▶ What you are asked to do:
Your copy should repeat each record below exactly and contain no images.
═══ Records to use
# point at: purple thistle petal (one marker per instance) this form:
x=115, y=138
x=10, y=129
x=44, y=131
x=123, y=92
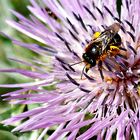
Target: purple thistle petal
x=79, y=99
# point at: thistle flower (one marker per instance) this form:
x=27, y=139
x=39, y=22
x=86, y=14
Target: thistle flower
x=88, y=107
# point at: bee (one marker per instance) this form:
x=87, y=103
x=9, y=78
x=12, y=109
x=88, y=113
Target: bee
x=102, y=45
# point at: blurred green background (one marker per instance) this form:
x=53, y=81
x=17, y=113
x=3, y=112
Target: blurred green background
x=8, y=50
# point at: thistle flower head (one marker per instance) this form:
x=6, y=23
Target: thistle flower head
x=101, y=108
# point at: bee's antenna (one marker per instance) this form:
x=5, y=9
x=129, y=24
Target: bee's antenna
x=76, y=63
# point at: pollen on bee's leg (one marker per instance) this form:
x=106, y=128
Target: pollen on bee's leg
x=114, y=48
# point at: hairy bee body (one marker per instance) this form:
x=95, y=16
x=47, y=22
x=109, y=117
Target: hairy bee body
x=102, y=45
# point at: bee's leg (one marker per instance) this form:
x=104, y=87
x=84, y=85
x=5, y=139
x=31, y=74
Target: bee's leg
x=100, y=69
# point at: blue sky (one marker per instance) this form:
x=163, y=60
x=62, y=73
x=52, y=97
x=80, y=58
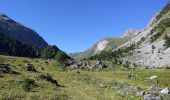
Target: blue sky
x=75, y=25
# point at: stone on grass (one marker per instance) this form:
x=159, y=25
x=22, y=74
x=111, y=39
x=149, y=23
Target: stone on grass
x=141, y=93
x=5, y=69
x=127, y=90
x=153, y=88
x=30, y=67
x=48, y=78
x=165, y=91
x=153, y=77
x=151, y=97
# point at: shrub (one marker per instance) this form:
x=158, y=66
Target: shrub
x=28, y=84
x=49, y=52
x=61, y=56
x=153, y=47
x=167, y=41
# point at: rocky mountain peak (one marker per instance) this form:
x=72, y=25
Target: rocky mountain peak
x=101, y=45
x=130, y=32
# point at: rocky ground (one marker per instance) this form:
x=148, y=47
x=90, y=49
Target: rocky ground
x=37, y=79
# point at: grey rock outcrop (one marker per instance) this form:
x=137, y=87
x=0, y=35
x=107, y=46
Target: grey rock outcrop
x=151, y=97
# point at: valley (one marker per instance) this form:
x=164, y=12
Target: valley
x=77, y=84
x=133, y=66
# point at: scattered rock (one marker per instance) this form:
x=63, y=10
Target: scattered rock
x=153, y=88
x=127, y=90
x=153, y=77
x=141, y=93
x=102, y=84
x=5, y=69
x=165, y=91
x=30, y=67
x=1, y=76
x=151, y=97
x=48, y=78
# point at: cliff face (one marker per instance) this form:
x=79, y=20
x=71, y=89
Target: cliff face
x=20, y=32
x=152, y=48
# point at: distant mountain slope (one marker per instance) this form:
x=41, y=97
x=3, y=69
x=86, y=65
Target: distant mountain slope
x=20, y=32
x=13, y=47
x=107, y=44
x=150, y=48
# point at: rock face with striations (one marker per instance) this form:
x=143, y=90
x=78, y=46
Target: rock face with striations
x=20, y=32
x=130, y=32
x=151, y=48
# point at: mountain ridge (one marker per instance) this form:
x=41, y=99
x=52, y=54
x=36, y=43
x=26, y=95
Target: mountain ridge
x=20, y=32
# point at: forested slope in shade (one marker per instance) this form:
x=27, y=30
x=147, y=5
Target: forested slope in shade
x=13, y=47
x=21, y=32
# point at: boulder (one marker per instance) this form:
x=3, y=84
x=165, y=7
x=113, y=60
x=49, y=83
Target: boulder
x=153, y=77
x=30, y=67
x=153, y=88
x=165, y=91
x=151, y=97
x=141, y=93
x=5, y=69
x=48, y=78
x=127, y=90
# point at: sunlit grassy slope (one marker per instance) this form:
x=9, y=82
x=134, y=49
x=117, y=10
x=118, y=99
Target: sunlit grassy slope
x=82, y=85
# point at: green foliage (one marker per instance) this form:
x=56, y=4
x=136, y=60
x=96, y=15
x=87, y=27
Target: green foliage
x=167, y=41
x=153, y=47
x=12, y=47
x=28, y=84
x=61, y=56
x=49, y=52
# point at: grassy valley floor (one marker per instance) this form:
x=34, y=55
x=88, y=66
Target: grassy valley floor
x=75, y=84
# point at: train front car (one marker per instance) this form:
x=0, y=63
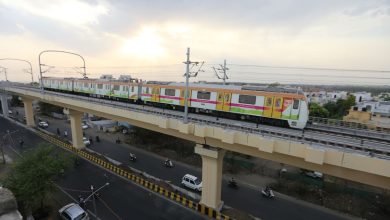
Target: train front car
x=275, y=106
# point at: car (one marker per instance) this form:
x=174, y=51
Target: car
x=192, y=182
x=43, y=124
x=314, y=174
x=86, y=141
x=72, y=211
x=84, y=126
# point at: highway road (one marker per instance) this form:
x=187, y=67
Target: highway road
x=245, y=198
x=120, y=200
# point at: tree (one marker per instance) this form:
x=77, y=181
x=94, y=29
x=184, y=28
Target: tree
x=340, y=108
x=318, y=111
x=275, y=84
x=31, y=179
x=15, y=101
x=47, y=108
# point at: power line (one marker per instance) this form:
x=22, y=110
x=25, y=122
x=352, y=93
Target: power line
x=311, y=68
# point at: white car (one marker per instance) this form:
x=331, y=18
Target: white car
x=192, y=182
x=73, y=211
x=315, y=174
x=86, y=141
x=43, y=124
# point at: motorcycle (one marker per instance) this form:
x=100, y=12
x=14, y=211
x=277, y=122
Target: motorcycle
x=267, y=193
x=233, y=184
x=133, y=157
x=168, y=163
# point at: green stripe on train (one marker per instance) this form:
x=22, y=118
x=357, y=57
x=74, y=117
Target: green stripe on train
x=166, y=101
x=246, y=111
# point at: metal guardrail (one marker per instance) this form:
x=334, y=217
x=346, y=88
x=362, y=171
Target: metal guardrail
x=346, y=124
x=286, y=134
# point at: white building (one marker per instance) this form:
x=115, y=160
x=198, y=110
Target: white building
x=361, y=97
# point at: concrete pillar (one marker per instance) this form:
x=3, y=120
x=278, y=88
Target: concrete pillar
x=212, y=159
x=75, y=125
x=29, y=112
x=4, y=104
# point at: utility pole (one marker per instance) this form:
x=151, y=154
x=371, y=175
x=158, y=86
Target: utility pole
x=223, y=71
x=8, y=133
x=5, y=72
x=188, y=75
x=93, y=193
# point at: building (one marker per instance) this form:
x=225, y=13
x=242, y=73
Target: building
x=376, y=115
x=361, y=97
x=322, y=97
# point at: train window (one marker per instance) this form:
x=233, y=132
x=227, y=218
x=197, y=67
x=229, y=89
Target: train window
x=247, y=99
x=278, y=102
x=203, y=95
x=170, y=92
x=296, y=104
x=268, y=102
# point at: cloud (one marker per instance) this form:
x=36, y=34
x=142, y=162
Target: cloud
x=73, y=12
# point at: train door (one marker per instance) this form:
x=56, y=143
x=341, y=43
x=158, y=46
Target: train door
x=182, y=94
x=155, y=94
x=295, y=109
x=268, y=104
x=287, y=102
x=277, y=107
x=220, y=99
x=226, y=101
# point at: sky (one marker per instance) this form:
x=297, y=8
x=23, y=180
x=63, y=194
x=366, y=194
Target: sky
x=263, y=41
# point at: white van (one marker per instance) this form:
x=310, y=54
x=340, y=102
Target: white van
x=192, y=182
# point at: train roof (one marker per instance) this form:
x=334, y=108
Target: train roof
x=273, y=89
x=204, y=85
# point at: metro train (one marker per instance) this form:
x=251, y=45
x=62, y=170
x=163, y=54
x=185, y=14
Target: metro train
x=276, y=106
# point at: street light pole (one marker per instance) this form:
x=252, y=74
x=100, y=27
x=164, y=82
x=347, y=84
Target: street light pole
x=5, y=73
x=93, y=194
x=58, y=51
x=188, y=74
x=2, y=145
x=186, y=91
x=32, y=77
══════
▶ Expected output:
# point at: purple thistle petal (one marker per instance) this form:
x=115, y=138
x=10, y=129
x=44, y=131
x=123, y=92
Target: purple thistle petal
x=79, y=99
# point at: thistle flower (one marker per instance) this form:
x=27, y=139
x=39, y=22
x=86, y=14
Target: thistle flower
x=88, y=107
# point at: bee (one marker per instance) this form:
x=87, y=103
x=9, y=78
x=12, y=109
x=88, y=113
Target: bee
x=102, y=45
# point at: blurred green background (one marker per instance) this form:
x=53, y=81
x=17, y=113
x=3, y=112
Target: blurred green background
x=8, y=50
# point at: thistle flower head (one marker per instance) this form:
x=6, y=23
Target: thistle flower head
x=101, y=108
# point at: bee's antenna (one marker per instance) this form:
x=5, y=9
x=129, y=24
Target: bee's antenna
x=76, y=63
# point at: pollen on bee's leg (one marker per instance) this form:
x=106, y=128
Target: pollen on bee's leg
x=114, y=48
# point at: hairy bee body (one marker per instance) this form:
x=95, y=16
x=47, y=22
x=109, y=117
Target: hairy bee body
x=102, y=45
# point at: bee's leg (one marker per instance) this form:
x=104, y=87
x=84, y=85
x=5, y=139
x=31, y=74
Target: bee's leg
x=100, y=69
# point at: blue sky (one marker per instance) this form:
x=163, y=60
x=62, y=73
x=52, y=97
x=80, y=58
Target: blue sky
x=75, y=25
# point at: stone on grass (one marker per instance) this form:
x=159, y=25
x=22, y=74
x=111, y=39
x=149, y=23
Target: stone on grass
x=141, y=93
x=5, y=69
x=127, y=90
x=153, y=88
x=30, y=67
x=48, y=78
x=165, y=91
x=153, y=77
x=151, y=97
# point at: shrub (one marker per instance) this form:
x=158, y=66
Target: shrub
x=28, y=84
x=49, y=52
x=61, y=56
x=153, y=47
x=167, y=41
# point at: rocky mountain peak (one marker per instance) this form:
x=72, y=25
Target: rocky mountain peak
x=101, y=45
x=130, y=32
# point at: rocky ground (one marker per instance) this form:
x=148, y=47
x=90, y=49
Target: rocky ground
x=37, y=79
# point at: grey rock outcrop (one marker per instance) this form:
x=137, y=87
x=0, y=35
x=107, y=46
Target: grey rock outcrop
x=151, y=97
# point at: valley (one marker per instance) this form:
x=164, y=12
Target: valley
x=77, y=84
x=133, y=66
# point at: scattered rock (one marker per instance) this form:
x=63, y=10
Target: scattered rock
x=153, y=88
x=127, y=90
x=153, y=77
x=141, y=93
x=102, y=84
x=5, y=69
x=165, y=91
x=30, y=67
x=1, y=76
x=151, y=97
x=48, y=78
# point at: cliff face (one marker per instance) this form:
x=79, y=20
x=71, y=89
Target: cliff face
x=20, y=32
x=152, y=48
# point at: distant mountain slope (one marker per instance) this form:
x=41, y=97
x=3, y=69
x=86, y=65
Target: distant mountain slope
x=20, y=32
x=13, y=47
x=107, y=44
x=150, y=48
# point at: rock face with striations (one marker per instance) this form:
x=143, y=90
x=78, y=46
Target: rock face with striations
x=20, y=32
x=130, y=32
x=151, y=48
# point at: mountain ridge (one marker per instance) this form:
x=41, y=99
x=52, y=54
x=36, y=43
x=26, y=95
Target: mountain ridge
x=20, y=32
# point at: forested slope in shade (one marker per instance) this form:
x=27, y=30
x=147, y=5
Target: forested slope in shade
x=13, y=47
x=21, y=32
# point at: boulder (one marker per instance) this form:
x=3, y=84
x=165, y=7
x=113, y=60
x=49, y=83
Target: boulder
x=153, y=77
x=30, y=67
x=153, y=88
x=165, y=91
x=151, y=97
x=141, y=93
x=5, y=69
x=48, y=78
x=127, y=90
# point at: sunlit grassy slope (one marker per instance) this form:
x=9, y=82
x=134, y=49
x=117, y=10
x=118, y=99
Target: sunlit grassy slope
x=82, y=85
# point at: green foliage (one marker per instance) this form:
x=56, y=4
x=136, y=60
x=96, y=15
x=87, y=27
Target: green foliage
x=167, y=41
x=153, y=47
x=12, y=47
x=28, y=84
x=61, y=56
x=49, y=52
# point at: grassy valley floor (one marker per instance) this form:
x=34, y=55
x=88, y=66
Target: grassy valley floor
x=75, y=84
# point at: train front car (one marker per instance) this form:
x=0, y=63
Target: train front car
x=275, y=106
# point at: car (one marker per instance) this form:
x=174, y=51
Target: car
x=192, y=182
x=43, y=124
x=314, y=174
x=86, y=141
x=72, y=211
x=84, y=126
# point at: highway road (one marker per instance) this form:
x=187, y=67
Target: highway road
x=245, y=198
x=120, y=200
# point at: tree (one marker per instance) this form:
x=77, y=181
x=94, y=29
x=184, y=28
Target: tree
x=340, y=108
x=318, y=111
x=275, y=84
x=31, y=179
x=15, y=101
x=47, y=108
# point at: power line (one marker per instance) this form:
x=22, y=110
x=25, y=122
x=352, y=93
Target: power line
x=311, y=68
# point at: white car (one marker per instance) this form:
x=331, y=18
Target: white car
x=192, y=182
x=73, y=211
x=315, y=174
x=86, y=141
x=43, y=124
# point at: motorcycle (one marker per instance) this form:
x=100, y=12
x=14, y=211
x=277, y=122
Target: motorcycle
x=267, y=193
x=233, y=184
x=133, y=157
x=168, y=163
# point at: green stripe on train (one marker per instance) this form:
x=22, y=118
x=357, y=57
x=74, y=117
Target: green stripe on train
x=166, y=101
x=246, y=111
# point at: metal guardrail (one marker per instance) this form:
x=334, y=217
x=346, y=88
x=362, y=171
Target: metal guardrail
x=346, y=124
x=286, y=134
# point at: white building (one marker per instance) this form:
x=115, y=160
x=198, y=110
Target: white building
x=361, y=97
# point at: concrete pillar (one marker per instance) this form:
x=3, y=120
x=278, y=88
Target: concrete pillar
x=212, y=159
x=75, y=125
x=29, y=112
x=4, y=104
# point at: utility pole (one marker per instance) this form:
x=151, y=154
x=371, y=175
x=158, y=86
Target: utility pole
x=223, y=71
x=8, y=133
x=5, y=72
x=188, y=75
x=93, y=193
# point at: building (one marker per instance) this form:
x=225, y=13
x=242, y=73
Target: building
x=376, y=115
x=361, y=97
x=322, y=97
# point at: train window (one marker per instance) this form:
x=233, y=132
x=227, y=218
x=197, y=67
x=229, y=89
Target: train window
x=247, y=99
x=278, y=102
x=203, y=95
x=170, y=92
x=296, y=104
x=268, y=102
# point at: cloud (one marker per instance) this form:
x=36, y=34
x=142, y=162
Target: cloud
x=73, y=12
# point at: train door (one marker per instance) this form:
x=56, y=143
x=341, y=43
x=158, y=46
Target: train door
x=182, y=94
x=155, y=94
x=295, y=109
x=268, y=104
x=287, y=102
x=277, y=107
x=220, y=99
x=226, y=101
# point at: sky (one marker per instance) this form:
x=297, y=8
x=23, y=180
x=63, y=194
x=366, y=194
Target: sky
x=263, y=41
# point at: white van (one marker per instance) this form:
x=310, y=54
x=340, y=102
Target: white van
x=192, y=182
# point at: train roof (one marker per instance) this form:
x=334, y=108
Target: train roof
x=273, y=89
x=204, y=85
# point at: metro train (one marker per instance) this form:
x=251, y=45
x=62, y=170
x=163, y=54
x=185, y=14
Target: metro train
x=276, y=106
# point at: street light pole (one marker per instance) this form:
x=252, y=74
x=100, y=27
x=164, y=82
x=347, y=84
Target: street light pole
x=5, y=73
x=93, y=194
x=58, y=51
x=188, y=74
x=2, y=145
x=186, y=91
x=32, y=77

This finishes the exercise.